** begin Supplied passage **
The rolling news I most remember is the fuel protests in September 2000, because after the Lunchtime News ITV came back on around 2pm for another hour or so pretty much every afternoon that week, and Nicholas Owen reported throughout from the forecourt of a petrol station from Watford, basically saying over and over again they'd had no deliveries. For a week.
MA
Markymark

With 9/11 the attacks around the US made us wonder if somewhere in Europe much closer to home could also be attacked - you didn't know what else was planned.



I think I've said it before in here. One of the first things one of the LNN staff did on learning the news, was to aim the roof top 'weather cam' at Canary Wharf, feed it to a VTR, and slap in a 3 hour tape on record.

My wife phoned me, asking whether I ought to come home. In fact I was due to meet a friend (who was involved in playout for another broadcaster) that evening for a drink. In the end, we still went ahead and had the drink. He'd spent the afternoon involved with reviewing programmes that might be deemed inappropriate to transmit in the coming days
CO
commseng
I can see why he needed the drink after that.
** end Supplied passage **
** begin Given records **
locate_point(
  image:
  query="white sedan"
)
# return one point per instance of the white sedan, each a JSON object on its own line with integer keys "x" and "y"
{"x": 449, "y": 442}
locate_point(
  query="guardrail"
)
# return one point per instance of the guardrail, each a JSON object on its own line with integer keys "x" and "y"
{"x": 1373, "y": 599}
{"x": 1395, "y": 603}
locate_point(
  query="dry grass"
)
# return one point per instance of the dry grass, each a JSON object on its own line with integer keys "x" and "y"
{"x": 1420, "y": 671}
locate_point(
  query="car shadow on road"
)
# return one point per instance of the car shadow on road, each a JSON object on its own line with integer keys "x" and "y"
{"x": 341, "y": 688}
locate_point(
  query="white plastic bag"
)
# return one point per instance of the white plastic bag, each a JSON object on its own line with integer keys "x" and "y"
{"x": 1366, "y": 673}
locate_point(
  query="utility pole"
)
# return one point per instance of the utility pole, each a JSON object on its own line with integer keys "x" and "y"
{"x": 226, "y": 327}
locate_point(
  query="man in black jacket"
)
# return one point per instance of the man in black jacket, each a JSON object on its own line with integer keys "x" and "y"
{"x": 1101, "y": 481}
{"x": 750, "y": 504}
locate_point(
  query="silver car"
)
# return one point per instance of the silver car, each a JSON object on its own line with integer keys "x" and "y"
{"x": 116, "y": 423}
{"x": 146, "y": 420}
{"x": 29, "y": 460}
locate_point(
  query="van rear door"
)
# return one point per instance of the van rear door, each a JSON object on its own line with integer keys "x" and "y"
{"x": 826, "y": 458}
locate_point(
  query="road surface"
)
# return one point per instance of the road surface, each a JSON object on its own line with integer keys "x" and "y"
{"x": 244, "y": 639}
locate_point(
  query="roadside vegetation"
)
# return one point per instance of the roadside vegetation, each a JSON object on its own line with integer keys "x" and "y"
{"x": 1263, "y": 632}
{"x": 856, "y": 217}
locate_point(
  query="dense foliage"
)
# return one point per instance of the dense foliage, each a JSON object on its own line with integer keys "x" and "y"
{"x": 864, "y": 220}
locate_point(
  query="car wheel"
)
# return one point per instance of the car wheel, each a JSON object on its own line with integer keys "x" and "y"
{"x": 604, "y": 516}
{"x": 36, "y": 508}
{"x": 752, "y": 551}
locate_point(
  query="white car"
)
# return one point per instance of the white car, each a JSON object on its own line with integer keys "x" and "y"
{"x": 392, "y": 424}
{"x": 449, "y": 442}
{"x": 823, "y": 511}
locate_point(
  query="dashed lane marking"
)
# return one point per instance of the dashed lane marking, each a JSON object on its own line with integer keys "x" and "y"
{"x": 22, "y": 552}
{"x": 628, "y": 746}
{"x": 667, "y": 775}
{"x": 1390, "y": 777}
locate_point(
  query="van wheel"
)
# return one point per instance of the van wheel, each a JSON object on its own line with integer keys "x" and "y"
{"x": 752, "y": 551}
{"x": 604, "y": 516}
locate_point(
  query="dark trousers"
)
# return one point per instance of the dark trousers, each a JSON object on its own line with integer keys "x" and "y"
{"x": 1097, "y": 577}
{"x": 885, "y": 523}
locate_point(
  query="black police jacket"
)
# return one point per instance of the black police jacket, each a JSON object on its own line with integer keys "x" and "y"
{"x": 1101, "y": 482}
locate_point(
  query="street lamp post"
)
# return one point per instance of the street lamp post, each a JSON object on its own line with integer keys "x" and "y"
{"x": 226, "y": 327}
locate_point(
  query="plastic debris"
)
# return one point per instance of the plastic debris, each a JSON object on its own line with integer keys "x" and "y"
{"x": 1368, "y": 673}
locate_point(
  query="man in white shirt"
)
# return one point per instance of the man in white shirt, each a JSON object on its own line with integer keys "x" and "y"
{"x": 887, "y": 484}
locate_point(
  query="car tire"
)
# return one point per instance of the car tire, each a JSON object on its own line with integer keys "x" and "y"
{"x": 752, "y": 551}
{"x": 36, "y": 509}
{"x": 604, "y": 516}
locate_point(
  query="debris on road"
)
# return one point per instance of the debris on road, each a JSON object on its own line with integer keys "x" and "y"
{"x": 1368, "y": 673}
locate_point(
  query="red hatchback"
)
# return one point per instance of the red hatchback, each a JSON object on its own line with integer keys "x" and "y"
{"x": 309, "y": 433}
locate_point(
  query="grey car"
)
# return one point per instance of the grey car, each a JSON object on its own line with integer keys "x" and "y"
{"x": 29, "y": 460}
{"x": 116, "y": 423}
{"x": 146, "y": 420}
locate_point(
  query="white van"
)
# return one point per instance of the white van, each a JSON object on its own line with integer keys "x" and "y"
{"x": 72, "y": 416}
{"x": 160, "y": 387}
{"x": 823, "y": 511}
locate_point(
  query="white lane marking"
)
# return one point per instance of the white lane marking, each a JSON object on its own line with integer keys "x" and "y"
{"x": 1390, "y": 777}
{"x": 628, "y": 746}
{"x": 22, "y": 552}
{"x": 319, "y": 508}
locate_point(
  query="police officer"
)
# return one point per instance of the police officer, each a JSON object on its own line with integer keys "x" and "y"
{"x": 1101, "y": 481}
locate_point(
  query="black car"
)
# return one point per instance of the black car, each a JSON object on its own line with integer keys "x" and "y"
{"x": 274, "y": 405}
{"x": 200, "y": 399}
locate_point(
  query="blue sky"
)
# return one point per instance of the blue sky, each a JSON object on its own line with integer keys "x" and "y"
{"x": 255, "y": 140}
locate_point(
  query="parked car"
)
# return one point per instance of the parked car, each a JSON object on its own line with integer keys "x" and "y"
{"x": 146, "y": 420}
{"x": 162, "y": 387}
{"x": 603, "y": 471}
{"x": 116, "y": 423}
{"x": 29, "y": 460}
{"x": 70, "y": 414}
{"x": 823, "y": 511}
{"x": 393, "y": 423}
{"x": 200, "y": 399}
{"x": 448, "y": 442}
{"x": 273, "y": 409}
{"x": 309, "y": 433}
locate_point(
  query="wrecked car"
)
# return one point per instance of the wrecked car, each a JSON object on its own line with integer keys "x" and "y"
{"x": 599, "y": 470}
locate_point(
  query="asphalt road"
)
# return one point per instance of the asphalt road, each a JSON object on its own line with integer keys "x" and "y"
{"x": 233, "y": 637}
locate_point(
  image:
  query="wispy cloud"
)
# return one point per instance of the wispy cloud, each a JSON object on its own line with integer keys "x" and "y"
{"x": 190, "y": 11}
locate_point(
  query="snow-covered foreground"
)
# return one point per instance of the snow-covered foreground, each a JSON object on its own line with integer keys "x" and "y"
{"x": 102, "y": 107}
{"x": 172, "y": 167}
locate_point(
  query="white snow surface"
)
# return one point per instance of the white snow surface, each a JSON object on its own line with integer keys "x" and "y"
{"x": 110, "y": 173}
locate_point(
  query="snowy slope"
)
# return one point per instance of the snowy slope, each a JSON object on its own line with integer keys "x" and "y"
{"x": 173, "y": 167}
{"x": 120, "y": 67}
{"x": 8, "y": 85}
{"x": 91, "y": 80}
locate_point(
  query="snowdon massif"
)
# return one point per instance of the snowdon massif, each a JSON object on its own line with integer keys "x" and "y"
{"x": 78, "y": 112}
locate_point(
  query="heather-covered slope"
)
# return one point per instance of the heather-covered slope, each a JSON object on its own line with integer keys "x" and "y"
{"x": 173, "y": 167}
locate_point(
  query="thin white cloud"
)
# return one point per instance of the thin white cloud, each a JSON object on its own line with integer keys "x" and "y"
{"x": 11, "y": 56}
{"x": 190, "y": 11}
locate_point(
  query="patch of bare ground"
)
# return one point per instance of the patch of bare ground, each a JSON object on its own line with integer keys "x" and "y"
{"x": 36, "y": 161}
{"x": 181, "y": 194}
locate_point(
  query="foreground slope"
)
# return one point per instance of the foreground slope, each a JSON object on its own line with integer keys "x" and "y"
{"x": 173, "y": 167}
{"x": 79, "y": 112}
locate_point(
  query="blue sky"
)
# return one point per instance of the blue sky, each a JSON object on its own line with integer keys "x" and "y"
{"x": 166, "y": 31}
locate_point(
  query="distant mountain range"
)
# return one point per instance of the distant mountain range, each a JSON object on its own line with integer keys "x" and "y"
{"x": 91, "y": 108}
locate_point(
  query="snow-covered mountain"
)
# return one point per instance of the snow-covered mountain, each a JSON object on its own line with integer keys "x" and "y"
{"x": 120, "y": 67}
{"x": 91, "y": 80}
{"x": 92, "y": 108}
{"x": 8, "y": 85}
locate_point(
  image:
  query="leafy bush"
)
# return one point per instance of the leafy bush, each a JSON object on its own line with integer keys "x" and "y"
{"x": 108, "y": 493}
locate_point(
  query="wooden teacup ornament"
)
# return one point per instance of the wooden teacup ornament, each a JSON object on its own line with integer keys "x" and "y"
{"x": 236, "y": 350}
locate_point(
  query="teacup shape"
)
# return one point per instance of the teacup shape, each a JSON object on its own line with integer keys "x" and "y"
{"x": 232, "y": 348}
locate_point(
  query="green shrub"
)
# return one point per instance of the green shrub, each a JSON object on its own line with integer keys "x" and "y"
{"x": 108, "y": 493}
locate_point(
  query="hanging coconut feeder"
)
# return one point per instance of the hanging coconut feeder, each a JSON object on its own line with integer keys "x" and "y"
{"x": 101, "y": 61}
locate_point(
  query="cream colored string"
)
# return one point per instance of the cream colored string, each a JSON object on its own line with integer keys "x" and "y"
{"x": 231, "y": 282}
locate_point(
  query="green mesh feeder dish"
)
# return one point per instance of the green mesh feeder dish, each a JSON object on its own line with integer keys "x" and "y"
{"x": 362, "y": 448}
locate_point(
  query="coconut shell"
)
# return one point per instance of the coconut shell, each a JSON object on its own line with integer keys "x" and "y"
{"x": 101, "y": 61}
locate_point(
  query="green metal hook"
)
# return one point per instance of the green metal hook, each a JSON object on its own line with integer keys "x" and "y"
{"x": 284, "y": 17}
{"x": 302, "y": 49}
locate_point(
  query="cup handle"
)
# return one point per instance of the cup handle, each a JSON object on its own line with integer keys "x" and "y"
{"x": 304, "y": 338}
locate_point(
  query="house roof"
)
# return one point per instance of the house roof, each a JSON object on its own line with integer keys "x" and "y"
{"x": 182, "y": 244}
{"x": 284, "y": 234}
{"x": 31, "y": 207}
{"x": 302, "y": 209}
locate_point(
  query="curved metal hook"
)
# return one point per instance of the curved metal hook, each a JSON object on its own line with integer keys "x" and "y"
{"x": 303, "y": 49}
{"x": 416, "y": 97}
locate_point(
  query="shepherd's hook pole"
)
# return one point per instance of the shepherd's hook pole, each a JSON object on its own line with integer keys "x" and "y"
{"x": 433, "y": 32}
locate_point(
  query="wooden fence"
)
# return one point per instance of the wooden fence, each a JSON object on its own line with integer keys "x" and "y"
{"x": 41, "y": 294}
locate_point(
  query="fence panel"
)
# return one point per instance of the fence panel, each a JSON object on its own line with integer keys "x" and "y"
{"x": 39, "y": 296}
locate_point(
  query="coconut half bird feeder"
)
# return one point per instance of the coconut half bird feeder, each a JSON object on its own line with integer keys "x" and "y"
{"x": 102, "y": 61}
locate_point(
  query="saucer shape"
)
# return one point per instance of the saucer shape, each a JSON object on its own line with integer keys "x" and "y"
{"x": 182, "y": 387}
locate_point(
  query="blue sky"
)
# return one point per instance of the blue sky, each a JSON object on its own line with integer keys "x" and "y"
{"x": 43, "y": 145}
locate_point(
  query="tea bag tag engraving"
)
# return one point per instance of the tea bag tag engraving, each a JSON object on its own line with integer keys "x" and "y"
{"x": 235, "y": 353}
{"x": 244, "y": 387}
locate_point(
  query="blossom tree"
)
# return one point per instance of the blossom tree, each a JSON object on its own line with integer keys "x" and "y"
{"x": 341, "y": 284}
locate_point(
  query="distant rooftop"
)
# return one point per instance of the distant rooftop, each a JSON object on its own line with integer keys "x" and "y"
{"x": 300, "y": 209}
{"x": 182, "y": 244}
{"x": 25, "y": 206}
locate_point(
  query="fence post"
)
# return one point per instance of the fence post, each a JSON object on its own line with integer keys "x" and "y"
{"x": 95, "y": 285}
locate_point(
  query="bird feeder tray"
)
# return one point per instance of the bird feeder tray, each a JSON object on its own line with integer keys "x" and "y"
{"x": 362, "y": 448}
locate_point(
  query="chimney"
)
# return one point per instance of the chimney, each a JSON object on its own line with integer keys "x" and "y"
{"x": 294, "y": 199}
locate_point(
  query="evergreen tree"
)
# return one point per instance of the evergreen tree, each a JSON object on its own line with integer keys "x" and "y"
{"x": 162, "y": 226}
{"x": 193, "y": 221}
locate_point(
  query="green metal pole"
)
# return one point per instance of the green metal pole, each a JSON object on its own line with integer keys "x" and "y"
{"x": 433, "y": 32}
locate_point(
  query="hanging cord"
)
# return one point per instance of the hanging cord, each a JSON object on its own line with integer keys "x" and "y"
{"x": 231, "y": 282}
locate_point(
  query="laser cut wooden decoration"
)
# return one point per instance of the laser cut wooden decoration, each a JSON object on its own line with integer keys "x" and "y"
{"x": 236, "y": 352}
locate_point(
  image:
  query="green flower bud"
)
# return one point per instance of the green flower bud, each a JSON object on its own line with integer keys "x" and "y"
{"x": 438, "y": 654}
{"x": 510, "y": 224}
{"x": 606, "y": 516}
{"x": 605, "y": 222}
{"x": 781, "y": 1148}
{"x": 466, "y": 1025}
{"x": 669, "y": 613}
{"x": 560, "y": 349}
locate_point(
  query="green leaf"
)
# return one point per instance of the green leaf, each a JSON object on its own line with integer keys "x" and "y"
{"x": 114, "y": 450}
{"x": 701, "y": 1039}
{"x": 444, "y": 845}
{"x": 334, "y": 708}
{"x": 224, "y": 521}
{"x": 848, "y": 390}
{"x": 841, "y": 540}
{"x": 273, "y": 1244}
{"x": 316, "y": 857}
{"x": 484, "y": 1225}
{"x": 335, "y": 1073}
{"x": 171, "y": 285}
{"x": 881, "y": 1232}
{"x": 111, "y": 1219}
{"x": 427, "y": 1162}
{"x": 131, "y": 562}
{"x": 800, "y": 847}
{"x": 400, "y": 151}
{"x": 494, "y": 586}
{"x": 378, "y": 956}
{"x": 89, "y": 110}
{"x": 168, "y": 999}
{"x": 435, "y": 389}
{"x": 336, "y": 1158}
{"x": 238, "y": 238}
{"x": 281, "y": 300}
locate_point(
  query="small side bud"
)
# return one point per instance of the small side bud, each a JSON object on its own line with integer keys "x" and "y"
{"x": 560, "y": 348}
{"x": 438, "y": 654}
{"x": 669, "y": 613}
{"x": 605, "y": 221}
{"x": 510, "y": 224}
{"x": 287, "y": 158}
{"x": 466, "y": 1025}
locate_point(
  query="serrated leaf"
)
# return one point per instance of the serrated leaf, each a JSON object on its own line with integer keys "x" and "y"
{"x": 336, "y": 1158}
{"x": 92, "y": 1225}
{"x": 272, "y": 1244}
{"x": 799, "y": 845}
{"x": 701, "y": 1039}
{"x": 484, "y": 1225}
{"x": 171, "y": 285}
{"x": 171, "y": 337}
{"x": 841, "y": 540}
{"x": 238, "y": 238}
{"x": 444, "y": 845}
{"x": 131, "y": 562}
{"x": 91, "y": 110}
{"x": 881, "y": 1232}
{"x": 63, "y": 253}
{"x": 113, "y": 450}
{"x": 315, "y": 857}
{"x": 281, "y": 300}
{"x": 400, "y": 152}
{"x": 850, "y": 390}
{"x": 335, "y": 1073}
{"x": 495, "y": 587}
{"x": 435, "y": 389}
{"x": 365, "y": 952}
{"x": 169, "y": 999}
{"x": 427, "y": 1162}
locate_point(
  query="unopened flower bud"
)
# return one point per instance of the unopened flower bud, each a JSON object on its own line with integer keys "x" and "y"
** end Given records **
Stated task 1 |
In the news-coverage passage, where did Nicholas Owen report from throughout the week of the September 2000 fuel protests?
Stated task 2 |
Repeat the news-coverage passage between "With 9/11 the" and "drink after that.", inclusive.

Result 1 |
The forecourt of a petrol station in Watford.

Result 2 |
With 9/11 the attacks around the US made us wonder if somewhere in Europe much closer to home could also be attacked - you didn't know what else was planned.



I think I've said it before in here. One of the first things one of the LNN staff did on learning the news, was to aim the roof top 'weather cam' at Canary Wharf, feed it to a VTR, and slap in a 3 hour tape on record.

My wife phoned me, asking whether I ought to come home. In fact I was due to meet a friend (who was involved in playout for another broadcaster) that evening for a drink. In the end, we still went ahead and had the drink. He'd spent the afternoon involved with reviewing programmes that might be deemed inappropriate to transmit in the coming days
CO
commseng
I can see why he needed the drink after that.